SELECTED PASSAGE:
################
Chapter 7 Pumps and how they operate in a hydraulic system
For any system delivering water through circular pipes with the assistance of a pump, the selection of the pump requires a consideration of both the pump characteristics and the energy required to deliver different flow rates through the system. These are described by the system and pump characteristic curves. Where they intersect defines the operating point, the flow and (energy) head at which the pump would operate in that system.
7.1 Defining the system curve
For a simple system the loss of head (energy per unit weight) due to friction, \(h_f\), is described by the Darcy-Weisbach equation, which can be simplified as in Equation (7.1). \[\begin{equation} h_f = \frac{fL}{D}\frac{V^2}{2g} = \frac{8fL}{\pi^{2}gD^{5}}Q^{2} = KQ{^2} \tag{7.1} \end{equation}\]
The total dynamic head the system requires a pump to provide, \(h_p\), is found by solving the energy equation from the upstream reservoir (point 1) to the downstream reservoir (point 2), as in Equation (7.2). \[\begin{equation} h_p = \left(z+\frac{P}{\gamma}+\frac{V^2}{2g}\right)_2 - \left(z+\frac{P}{\gamma}+\frac{V^2}{2g}\right)_1+h_f \tag{7.2} \end{equation}\]
For the simple system in Figure 7.1, the velocity can be considered negligible in both reservoirs 1 and 2, and the pressures at both reservoirs is atmospheric, so the Equation (7.2) can be simplified to (7.3). \[\begin{equation} h_p = \left(z_2 - z_1\right) + h_f=h_s+h_f=h_s+KQ^2 \tag{7.3} \end{equation}\]
Using the hydraulics package, the coefficient, K, can be calculated manually or using other package functions for friction loss in a pipe system using \(Q=1\). Using this to develop a system curve is demonstrated in Example 7.1.
################
ENTRIES:
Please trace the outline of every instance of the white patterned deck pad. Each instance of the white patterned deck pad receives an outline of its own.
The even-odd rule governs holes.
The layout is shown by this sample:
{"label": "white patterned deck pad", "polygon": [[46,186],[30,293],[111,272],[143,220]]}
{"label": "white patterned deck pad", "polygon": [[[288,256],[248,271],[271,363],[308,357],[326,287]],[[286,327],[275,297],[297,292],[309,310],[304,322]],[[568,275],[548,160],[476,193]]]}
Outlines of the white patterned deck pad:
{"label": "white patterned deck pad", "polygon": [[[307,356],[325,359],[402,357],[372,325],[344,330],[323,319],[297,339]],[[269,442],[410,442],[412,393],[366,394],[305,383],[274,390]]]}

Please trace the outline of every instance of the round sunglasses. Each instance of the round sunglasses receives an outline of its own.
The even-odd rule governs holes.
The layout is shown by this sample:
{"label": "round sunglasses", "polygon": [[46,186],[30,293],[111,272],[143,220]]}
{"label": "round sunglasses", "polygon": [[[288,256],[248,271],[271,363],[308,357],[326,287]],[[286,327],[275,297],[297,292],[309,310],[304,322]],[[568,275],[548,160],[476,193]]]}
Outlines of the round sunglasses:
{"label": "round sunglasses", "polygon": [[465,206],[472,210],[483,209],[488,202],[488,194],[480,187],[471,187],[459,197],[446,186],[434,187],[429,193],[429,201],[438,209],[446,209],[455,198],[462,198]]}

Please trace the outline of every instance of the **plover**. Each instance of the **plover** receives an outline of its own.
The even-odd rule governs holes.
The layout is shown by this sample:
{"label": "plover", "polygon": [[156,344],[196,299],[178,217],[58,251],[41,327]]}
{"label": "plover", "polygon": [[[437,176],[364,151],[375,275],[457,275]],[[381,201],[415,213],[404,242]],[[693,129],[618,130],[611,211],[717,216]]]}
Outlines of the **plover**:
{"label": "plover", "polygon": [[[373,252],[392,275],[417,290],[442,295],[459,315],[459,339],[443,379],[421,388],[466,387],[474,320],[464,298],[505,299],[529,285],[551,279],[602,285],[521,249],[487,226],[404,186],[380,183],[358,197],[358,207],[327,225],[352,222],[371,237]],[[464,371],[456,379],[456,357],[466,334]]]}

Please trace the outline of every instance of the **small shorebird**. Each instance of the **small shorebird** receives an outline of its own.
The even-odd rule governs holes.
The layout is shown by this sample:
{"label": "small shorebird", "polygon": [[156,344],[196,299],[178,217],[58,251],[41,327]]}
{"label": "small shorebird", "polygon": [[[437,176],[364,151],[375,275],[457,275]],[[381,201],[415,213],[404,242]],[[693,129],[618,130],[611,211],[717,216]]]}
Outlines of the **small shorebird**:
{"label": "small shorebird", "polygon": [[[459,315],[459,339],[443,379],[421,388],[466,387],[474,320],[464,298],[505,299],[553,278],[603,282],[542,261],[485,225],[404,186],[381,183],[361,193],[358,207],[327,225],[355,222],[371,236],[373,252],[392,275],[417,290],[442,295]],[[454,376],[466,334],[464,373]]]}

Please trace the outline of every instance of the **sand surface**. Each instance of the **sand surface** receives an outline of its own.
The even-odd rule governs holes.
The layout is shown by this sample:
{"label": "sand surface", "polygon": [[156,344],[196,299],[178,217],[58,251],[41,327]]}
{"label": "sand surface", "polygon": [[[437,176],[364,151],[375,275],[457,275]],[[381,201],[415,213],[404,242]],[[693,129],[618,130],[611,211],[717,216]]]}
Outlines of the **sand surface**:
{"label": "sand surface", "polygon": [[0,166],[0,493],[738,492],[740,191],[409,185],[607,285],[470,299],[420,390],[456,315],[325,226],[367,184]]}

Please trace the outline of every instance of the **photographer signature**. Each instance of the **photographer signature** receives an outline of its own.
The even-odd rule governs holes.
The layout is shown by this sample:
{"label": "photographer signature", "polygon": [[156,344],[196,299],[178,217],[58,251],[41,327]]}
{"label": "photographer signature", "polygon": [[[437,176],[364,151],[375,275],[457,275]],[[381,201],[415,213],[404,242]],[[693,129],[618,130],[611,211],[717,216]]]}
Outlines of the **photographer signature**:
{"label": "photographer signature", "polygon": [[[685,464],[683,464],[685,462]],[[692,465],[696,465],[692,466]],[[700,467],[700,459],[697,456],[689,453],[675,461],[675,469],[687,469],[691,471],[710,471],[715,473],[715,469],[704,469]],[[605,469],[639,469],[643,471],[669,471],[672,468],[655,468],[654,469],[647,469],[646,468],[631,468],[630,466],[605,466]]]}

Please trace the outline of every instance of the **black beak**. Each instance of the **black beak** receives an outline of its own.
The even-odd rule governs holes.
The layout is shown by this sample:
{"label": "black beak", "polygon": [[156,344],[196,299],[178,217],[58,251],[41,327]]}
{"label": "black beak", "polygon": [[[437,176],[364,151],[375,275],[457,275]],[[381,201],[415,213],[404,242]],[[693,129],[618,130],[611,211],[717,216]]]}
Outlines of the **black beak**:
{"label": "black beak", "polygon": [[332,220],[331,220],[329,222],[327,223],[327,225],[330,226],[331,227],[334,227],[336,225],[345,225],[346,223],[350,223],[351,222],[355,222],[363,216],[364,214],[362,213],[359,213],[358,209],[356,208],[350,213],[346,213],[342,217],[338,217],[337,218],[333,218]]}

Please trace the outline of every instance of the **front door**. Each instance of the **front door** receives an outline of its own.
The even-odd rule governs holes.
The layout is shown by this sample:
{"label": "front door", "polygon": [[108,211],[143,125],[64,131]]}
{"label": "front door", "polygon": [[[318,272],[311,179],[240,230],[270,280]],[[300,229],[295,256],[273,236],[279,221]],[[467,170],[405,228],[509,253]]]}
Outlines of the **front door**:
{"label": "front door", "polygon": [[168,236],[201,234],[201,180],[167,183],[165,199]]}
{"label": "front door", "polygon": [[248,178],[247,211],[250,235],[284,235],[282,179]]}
################
SHORT PROBLEM: Please transcribe word for word the section of the pump chapter above that opens with the words "Chapter 7 Pumps" and closes with "in that system.".

TASK SOLUTION:
Chapter 7 Pumps and how they operate in a hydraulic system
For any system delivering water through circular pipes with the assistance of a pump, the selection of the pump requires a consideration of both the pump characteristics and the energy required to deliver different flow rates through the system. These are described by the system and pump characteristic curves. Where they intersect defines the operating point, the flow and (energy) head at which the pump would operate in that system.